[Records taken from a collection]
■ ■ ■ ■

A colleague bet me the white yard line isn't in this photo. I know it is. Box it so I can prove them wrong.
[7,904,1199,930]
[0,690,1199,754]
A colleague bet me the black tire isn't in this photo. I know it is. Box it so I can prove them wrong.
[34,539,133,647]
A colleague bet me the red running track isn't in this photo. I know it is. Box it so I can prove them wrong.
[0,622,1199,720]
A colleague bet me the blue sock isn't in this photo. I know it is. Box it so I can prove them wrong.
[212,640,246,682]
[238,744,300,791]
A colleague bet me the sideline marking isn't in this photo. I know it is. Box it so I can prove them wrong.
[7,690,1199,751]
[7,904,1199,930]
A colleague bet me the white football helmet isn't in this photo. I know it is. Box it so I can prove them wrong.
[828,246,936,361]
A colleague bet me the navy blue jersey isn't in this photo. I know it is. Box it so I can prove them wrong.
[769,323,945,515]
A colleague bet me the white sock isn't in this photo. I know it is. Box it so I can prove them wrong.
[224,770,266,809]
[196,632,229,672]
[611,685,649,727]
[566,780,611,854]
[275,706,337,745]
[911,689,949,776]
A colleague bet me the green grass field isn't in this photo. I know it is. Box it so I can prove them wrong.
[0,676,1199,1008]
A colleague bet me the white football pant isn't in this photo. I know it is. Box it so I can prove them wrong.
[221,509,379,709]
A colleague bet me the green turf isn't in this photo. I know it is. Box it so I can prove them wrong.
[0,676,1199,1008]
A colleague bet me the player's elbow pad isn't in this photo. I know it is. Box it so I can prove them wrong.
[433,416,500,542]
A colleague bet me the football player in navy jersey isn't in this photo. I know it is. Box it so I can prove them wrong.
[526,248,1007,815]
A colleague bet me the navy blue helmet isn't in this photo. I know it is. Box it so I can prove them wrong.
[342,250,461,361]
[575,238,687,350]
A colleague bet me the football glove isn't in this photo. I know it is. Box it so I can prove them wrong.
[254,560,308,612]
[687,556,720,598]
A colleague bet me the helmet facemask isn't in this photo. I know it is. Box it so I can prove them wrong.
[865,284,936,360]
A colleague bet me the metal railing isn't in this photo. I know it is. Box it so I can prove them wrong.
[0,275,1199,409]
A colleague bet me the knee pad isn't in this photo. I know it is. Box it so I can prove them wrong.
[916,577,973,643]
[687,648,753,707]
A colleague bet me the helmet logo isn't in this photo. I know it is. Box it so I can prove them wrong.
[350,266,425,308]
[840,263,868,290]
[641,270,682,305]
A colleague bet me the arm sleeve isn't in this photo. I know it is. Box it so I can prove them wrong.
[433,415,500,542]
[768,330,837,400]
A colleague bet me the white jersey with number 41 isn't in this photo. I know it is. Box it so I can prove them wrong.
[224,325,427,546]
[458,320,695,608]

■ ■ ■ ■

Return all of the data above word for word, with every line in its original order.

[Response]
A colleague bet me the white yard line isn't in this photo. I know it is. Box it so I can prove them wrong.
[7,904,1199,930]
[0,690,1199,754]
A colleague bet me the black tire isn't in this photo. I know it is. Box it so I can prove them wrong.
[34,539,133,647]
A colleague bet me the red running track isn't in this photo. I know it is. Box it so I can prove them wrong.
[0,622,1199,720]
A colleague bet me the blue sock isn't in this photo. I know it is. Box it so I can prove them wrong.
[212,640,246,682]
[238,744,300,791]
A colleague bet me the sideline marking isn't in this photo. I know it is. Box it so I can prove them wrong.
[7,690,1199,751]
[7,904,1199,930]
A colleague bet me the white football helmet isn't in this photo. I know it is. Box it so I can prove them wrong.
[828,246,936,361]
A colleague bet me the navy blue jersey isn't in this photo. I know it is. Box it so I can prove them wrong.
[769,323,945,515]
A colleague bet me the white sock isn't in this photo. I know it is. Box it so I can prove them wrong.
[224,770,266,809]
[196,632,229,672]
[611,685,649,727]
[566,780,611,854]
[275,706,337,745]
[911,689,949,776]
A colleague bet me the green grass field isn't in this photo. I know it is. Box it so I can prove them wrong.
[0,676,1199,1008]
A colleague bet me the white football pant isn't in this photo. I know it is. Box it so I can prove them wrong.
[221,509,379,709]
A colleague bet me the green turf isn't in this photo. I know it is. Box it so I can prove them wrong.
[0,676,1199,1008]
A colleague bet me the player's elbow pad isn't in this photo. I know it is. Box it so I can prove them wrong.
[433,416,500,542]
A colleague bet me the football player in navy jersey isn't in this photo. I know it is. Box it so I can prove them wrong.
[526,248,1007,815]
A colleague bet me the navy blue helmet isn't in this photo. I know it is. Box it so I can prove them wrong.
[342,250,461,361]
[575,238,687,350]
A colleague bet me the football glove isn't in this photo. I know it is. Box it so I can prove them wrong.
[254,560,308,612]
[687,556,720,598]
A colleague bet me the helmet facemask isn't in this photo. I know it is. Box it so I can prove them wrong.
[865,284,936,360]
A colleague bet me the metal railing isn't in this photo. I know it is. Box it so I can prove them wrong.
[0,275,1199,409]
A colleague bet me the knee pad isn't in this photo. I know it is. Box it so I can prove them wrong.
[916,577,973,643]
[687,648,753,707]
A colleague bet me the helmet logo isn't in this photo. I know it is. Box it so I can prove them wrong.
[350,266,425,308]
[840,263,868,290]
[641,270,682,305]
A colleague bet me the arm sleeve isn't in this photo. I know it is. Box it so I can prove them wrong.
[433,415,500,542]
[768,330,837,400]
A colleague bet me the white jersey with number 41 isn't in this photo. I know it is. Box it so I can prove them wrong.
[224,325,427,546]
[458,320,695,608]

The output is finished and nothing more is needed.